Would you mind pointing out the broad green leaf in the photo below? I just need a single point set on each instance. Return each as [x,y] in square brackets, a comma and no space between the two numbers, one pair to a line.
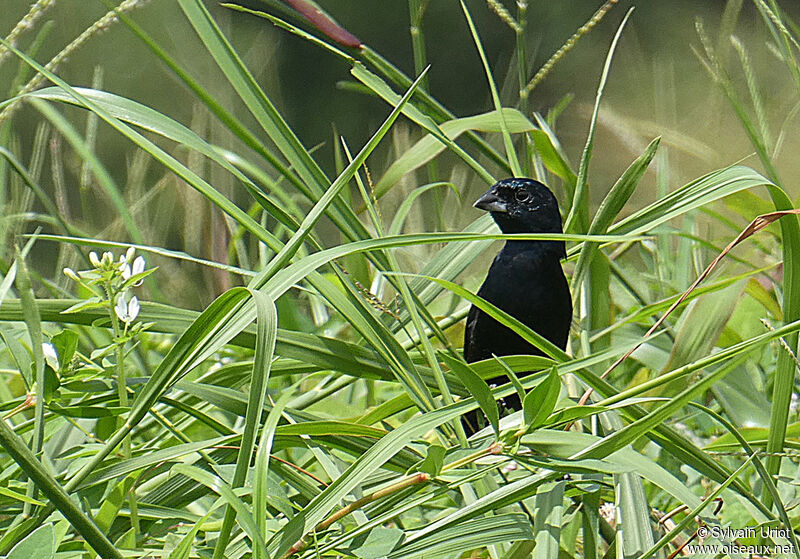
[41,544]
[379,543]
[434,460]
[469,535]
[540,402]
[430,146]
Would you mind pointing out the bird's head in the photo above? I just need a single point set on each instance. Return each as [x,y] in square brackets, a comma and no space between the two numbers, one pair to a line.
[522,206]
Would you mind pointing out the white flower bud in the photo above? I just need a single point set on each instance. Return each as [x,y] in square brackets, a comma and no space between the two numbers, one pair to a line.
[70,273]
[133,308]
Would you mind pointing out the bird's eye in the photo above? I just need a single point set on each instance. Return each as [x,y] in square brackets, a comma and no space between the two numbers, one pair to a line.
[522,196]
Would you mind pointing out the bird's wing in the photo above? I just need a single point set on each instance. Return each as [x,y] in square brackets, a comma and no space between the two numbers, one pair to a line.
[472,319]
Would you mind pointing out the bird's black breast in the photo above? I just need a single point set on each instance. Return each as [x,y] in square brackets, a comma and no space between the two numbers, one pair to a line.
[528,283]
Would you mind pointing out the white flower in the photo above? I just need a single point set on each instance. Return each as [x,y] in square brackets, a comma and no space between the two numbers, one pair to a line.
[138,268]
[127,311]
[138,265]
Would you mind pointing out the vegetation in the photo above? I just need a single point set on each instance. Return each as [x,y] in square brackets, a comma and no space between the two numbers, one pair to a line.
[311,407]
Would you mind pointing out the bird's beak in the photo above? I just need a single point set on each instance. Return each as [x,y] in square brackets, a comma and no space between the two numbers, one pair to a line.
[490,202]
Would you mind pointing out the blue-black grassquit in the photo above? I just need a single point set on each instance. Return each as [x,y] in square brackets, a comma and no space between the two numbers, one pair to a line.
[525,280]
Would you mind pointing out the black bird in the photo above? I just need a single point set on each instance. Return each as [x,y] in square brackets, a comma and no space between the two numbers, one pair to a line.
[525,280]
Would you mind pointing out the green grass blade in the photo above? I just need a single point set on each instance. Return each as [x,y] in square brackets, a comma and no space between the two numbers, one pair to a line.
[577,219]
[511,152]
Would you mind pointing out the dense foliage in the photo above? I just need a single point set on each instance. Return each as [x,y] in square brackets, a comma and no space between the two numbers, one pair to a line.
[311,406]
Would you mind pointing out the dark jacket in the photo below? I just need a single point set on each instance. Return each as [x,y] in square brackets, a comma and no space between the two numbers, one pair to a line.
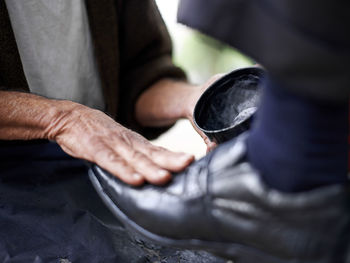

■ **What to work on**
Reproduce the data from the line containing "Would you mind pointing out the bird's beak" through the end of the data, both ends included, and shift every coordinate in the answers by -124 while keeping all other text unchanged. Leave the pictures out.

■ **Answer to this task**
Would you mind pointing out the bird's beak in the photo above? I just need a single point set on each instance. Return each as [x,y] in square brackets, a comma and no space between the two numbers, one pair to a line.
[366,78]
Would you mind pointing out the blue-black grassquit in the photo above? I just need a single point set on each instance. Return each as [x,y] in square brackets, a comma and no space between the two numbers, one pair to a line.
[401,156]
Would you mind pointing out the black bird in the photo above? I just need a single point set on each instance. Return each as [x,y] in square brackets, a comma and no space between the two numbers, one pair to a line.
[401,156]
Would you mind pointing out the green grass blade in the photo above? I just need a single point set on each instance. Return each as [x,y] in square brackets, a comma and no space between the two numbers, one pair to a line.
[453,95]
[387,28]
Would you mind pointing out the dense foliage in the photo above? I just need a single point set on each instance. Return each as [x,y] in square brackets, a comma and no space between the two numbers, one pair to a line.
[187,282]
Would you mind pointing out the dark jacket in the photo below? I just need a single point set on each instance. Return each as [x,y] in square brackets, a comma and no space between the two numbers, one pair to a line.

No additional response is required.